RECORDS FOR THIS EXERCISE Start Marker

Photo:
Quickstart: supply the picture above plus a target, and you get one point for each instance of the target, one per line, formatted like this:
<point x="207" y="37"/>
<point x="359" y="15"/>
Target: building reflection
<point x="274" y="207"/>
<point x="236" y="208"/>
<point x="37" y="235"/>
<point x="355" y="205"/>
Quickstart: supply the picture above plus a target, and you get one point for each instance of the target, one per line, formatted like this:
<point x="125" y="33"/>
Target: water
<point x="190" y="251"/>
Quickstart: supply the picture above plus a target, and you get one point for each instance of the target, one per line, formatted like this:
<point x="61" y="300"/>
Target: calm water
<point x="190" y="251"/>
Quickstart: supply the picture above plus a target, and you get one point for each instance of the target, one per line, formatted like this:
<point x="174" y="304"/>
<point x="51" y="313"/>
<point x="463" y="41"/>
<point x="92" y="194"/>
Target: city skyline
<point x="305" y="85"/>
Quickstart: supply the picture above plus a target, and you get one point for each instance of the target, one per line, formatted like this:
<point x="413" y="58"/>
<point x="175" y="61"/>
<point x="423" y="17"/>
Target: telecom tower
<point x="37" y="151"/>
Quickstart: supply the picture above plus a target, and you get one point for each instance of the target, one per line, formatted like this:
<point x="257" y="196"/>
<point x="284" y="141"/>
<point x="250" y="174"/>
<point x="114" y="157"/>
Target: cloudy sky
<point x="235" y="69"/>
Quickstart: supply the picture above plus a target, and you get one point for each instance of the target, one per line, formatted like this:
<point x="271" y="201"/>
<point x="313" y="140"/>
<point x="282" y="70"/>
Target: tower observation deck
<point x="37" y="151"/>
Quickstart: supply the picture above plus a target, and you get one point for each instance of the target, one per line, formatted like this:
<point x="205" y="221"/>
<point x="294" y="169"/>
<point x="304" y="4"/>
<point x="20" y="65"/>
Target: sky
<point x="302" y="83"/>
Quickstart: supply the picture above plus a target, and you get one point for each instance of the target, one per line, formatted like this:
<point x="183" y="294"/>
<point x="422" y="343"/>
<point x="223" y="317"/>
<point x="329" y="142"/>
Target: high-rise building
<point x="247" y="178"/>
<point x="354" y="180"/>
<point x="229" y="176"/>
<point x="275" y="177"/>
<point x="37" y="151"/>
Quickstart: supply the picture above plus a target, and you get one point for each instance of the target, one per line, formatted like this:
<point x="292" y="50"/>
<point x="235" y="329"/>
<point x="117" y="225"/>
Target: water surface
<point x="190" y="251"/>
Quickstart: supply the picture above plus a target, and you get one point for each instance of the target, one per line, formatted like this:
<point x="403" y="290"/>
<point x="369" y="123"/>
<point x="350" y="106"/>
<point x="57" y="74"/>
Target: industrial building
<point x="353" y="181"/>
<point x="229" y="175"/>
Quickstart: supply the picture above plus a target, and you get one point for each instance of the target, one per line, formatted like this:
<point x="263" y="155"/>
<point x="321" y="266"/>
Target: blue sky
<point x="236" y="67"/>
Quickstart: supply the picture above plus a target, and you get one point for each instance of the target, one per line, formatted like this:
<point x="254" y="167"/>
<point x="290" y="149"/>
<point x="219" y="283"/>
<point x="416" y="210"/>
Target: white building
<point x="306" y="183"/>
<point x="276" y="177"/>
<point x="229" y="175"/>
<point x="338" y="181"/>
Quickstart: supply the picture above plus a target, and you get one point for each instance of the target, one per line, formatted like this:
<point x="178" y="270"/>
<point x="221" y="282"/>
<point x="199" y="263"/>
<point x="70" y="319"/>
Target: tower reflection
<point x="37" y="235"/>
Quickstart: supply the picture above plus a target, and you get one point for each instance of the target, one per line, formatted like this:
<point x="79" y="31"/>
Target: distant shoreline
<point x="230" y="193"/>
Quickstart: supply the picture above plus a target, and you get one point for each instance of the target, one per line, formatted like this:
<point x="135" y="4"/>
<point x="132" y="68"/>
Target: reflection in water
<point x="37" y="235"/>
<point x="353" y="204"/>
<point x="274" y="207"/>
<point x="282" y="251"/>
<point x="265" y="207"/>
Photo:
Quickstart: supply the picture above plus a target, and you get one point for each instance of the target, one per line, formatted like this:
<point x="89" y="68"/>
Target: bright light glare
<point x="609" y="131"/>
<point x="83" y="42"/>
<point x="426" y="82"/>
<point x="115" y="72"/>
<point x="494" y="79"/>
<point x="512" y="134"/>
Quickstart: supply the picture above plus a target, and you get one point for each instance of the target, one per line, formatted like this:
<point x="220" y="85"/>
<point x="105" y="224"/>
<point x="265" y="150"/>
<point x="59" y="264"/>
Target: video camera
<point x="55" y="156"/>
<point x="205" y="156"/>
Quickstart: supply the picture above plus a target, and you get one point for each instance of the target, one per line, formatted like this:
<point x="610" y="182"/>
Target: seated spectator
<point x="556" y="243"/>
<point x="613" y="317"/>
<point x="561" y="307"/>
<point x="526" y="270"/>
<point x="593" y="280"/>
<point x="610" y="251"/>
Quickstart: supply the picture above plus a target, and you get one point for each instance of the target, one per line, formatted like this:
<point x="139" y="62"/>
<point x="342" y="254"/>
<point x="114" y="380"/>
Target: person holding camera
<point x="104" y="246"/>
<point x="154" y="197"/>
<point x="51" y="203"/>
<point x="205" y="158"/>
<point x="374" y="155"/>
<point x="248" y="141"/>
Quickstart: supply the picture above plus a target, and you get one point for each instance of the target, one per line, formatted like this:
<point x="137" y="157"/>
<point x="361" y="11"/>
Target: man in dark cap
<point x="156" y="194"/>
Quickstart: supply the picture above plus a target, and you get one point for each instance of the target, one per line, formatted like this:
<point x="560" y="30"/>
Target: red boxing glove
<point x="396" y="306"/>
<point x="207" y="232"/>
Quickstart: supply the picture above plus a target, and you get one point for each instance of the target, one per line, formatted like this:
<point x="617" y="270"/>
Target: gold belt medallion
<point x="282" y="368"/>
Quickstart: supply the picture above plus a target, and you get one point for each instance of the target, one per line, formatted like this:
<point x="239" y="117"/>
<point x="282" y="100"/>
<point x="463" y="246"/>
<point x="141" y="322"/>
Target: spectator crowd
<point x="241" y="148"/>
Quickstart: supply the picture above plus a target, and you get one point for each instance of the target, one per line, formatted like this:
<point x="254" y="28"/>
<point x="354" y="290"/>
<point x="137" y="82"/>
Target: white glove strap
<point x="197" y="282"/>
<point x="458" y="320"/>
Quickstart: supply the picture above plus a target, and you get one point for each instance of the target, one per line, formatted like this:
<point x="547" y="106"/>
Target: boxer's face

RECORDS FOR THIS EXERCISE End Marker

» **ASSIGNMENT**: What you return must match the data word for word.

» **RESPONSE**:
Photo:
Quickstart: supply the picture above plus a target, and you get one point for each instance of the target, one per line, formatted like this:
<point x="207" y="37"/>
<point x="359" y="15"/>
Target: building reflection
<point x="274" y="207"/>
<point x="236" y="208"/>
<point x="37" y="235"/>
<point x="355" y="205"/>
Quickstart: supply the picture above plus a target, and you get one point for each instance of the target, one per line, formatted like this:
<point x="125" y="33"/>
Target: water
<point x="190" y="251"/>
Quickstart: supply the picture above plus a target, and you get one point for each instance of the target, one per line, formatted like this:
<point x="61" y="300"/>
Target: calm water
<point x="190" y="251"/>
Quickstart: supply the picture above plus a target, and you get one point for each instance of the target, one per line, formatted like this:
<point x="174" y="304"/>
<point x="51" y="313"/>
<point x="463" y="41"/>
<point x="92" y="194"/>
Target: city skyline
<point x="305" y="85"/>
Quickstart: supply the picture above plus a target, and you get one point for each instance of the target, one per line, formatted like this:
<point x="413" y="58"/>
<point x="175" y="61"/>
<point x="423" y="17"/>
Target: telecom tower
<point x="37" y="151"/>
Quickstart: supply the picture above plus a target, and you get one point for each instance of the target, one per line, formatted like this:
<point x="257" y="196"/>
<point x="284" y="141"/>
<point x="250" y="174"/>
<point x="114" y="157"/>
Target: cloudy sky
<point x="235" y="69"/>
Quickstart: supply the picture above plus a target, and you get one point for each instance of the target, one per line, formatted like this:
<point x="271" y="201"/>
<point x="313" y="140"/>
<point x="282" y="70"/>
Target: tower observation deck
<point x="37" y="151"/>
Quickstart: supply the picture above plus a target, and you get one point for each instance of the target, one per line, formatted like this:
<point x="205" y="221"/>
<point x="294" y="169"/>
<point x="304" y="4"/>
<point x="20" y="65"/>
Target: sky
<point x="302" y="83"/>
Quickstart: supply the picture above plus a target, and you get one point for each instance of the target, one per line, formatted like this:
<point x="183" y="294"/>
<point x="422" y="343"/>
<point x="223" y="317"/>
<point x="329" y="142"/>
Target: high-rise building
<point x="247" y="178"/>
<point x="354" y="180"/>
<point x="229" y="176"/>
<point x="275" y="177"/>
<point x="37" y="151"/>
Quickstart: supply the picture above plus a target, and you get one point for each instance of the target, one per line, formatted like this:
<point x="292" y="50"/>
<point x="235" y="329"/>
<point x="117" y="225"/>
Target: water surface
<point x="190" y="251"/>
Quickstart: supply the picture above plus a target, and you get one point for each instance of the target, one per line, formatted like this:
<point x="403" y="290"/>
<point x="369" y="123"/>
<point x="350" y="106"/>
<point x="57" y="74"/>
Target: industrial building
<point x="353" y="181"/>
<point x="229" y="175"/>
Quickstart: supply the picture above plus a target, and you get one point for each instance of the target, one per line, formatted like this:
<point x="263" y="155"/>
<point x="321" y="266"/>
Target: blue sky
<point x="236" y="67"/>
Quickstart: supply the picture above plus a target, and you get one point for each instance of the target, one per line, formatted like this:
<point x="254" y="167"/>
<point x="290" y="149"/>
<point x="219" y="283"/>
<point x="416" y="210"/>
Target: white building
<point x="306" y="183"/>
<point x="276" y="177"/>
<point x="229" y="175"/>
<point x="338" y="181"/>
Quickstart: supply the picture above plus a target, and you get one point for each instance of the target, one per line, formatted like this:
<point x="178" y="270"/>
<point x="221" y="282"/>
<point x="199" y="263"/>
<point x="70" y="319"/>
Target: tower reflection
<point x="37" y="235"/>
Quickstart: supply the picture above plus a target, and you get one point for each instance of the target, one per line, formatted like this:
<point x="79" y="31"/>
Target: distant shoreline
<point x="230" y="193"/>
Quickstart: supply the picture above plus a target, and you get one point for each instance of the target, one per line, formatted like this:
<point x="135" y="4"/>
<point x="132" y="68"/>
Target: reflection in water
<point x="37" y="235"/>
<point x="353" y="204"/>
<point x="274" y="207"/>
<point x="282" y="251"/>
<point x="265" y="207"/>
Photo:
Quickstart: supply the picture above plus a target, and you get one point for each instance of the target, one per line, formatted like this:
<point x="89" y="68"/>
Target: bright light glare
<point x="609" y="131"/>
<point x="83" y="42"/>
<point x="426" y="82"/>
<point x="115" y="72"/>
<point x="494" y="79"/>
<point x="512" y="134"/>
Quickstart: supply the picture above plus a target, and you get one point for each instance of the target, one per line, formatted like this:
<point x="220" y="85"/>
<point x="105" y="224"/>
<point x="265" y="150"/>
<point x="59" y="264"/>
Target: video camera
<point x="55" y="156"/>
<point x="205" y="156"/>
Quickstart: supply the picture above plus a target, and you get one point for each instance of the target, one per line, formatted like this:
<point x="610" y="182"/>
Target: seated spectator
<point x="556" y="243"/>
<point x="613" y="317"/>
<point x="561" y="307"/>
<point x="526" y="270"/>
<point x="593" y="280"/>
<point x="610" y="251"/>
Quickstart: supply the picture above plus a target, and you get one point for each instance of the target, one per line, formatted like this:
<point x="139" y="62"/>
<point x="342" y="254"/>
<point x="114" y="380"/>
Target: person holding camera
<point x="104" y="246"/>
<point x="154" y="197"/>
<point x="51" y="203"/>
<point x="205" y="158"/>
<point x="374" y="155"/>
<point x="248" y="141"/>
Quickstart: supply the picture above plus a target, and you get one point for each instance of the target, one per line, formatted like this:
<point x="137" y="157"/>
<point x="361" y="11"/>
Target: man in dark cap
<point x="156" y="194"/>
Quickstart: supply the picture above plus a target, and you get one point for each instance of the target, one per line, formatted like this:
<point x="560" y="30"/>
Target: red boxing glove
<point x="396" y="306"/>
<point x="207" y="232"/>
Quickstart: supply the picture above plus a target, and you get one point for each instance of the target, one per line, formatted like this:
<point x="617" y="270"/>
Target: gold belt medallion
<point x="282" y="368"/>
Quickstart: supply the picture above plus a target, and you get one point for each instance of the target, one per line, formatted like this:
<point x="239" y="117"/>
<point x="282" y="100"/>
<point x="463" y="246"/>
<point x="141" y="322"/>
Target: spectator crowd
<point x="241" y="148"/>
Quickstart: supply the picture above plus a target, and you get one point for each instance of the target, one per line, formatted like this:
<point x="254" y="28"/>
<point x="354" y="290"/>
<point x="137" y="82"/>
Target: white glove strap
<point x="197" y="282"/>
<point x="458" y="320"/>
Quickstart: supply the picture above plus a target, and you get one point for each instance of the target, one per line, formatted like this:
<point x="547" y="106"/>
Target: boxer's face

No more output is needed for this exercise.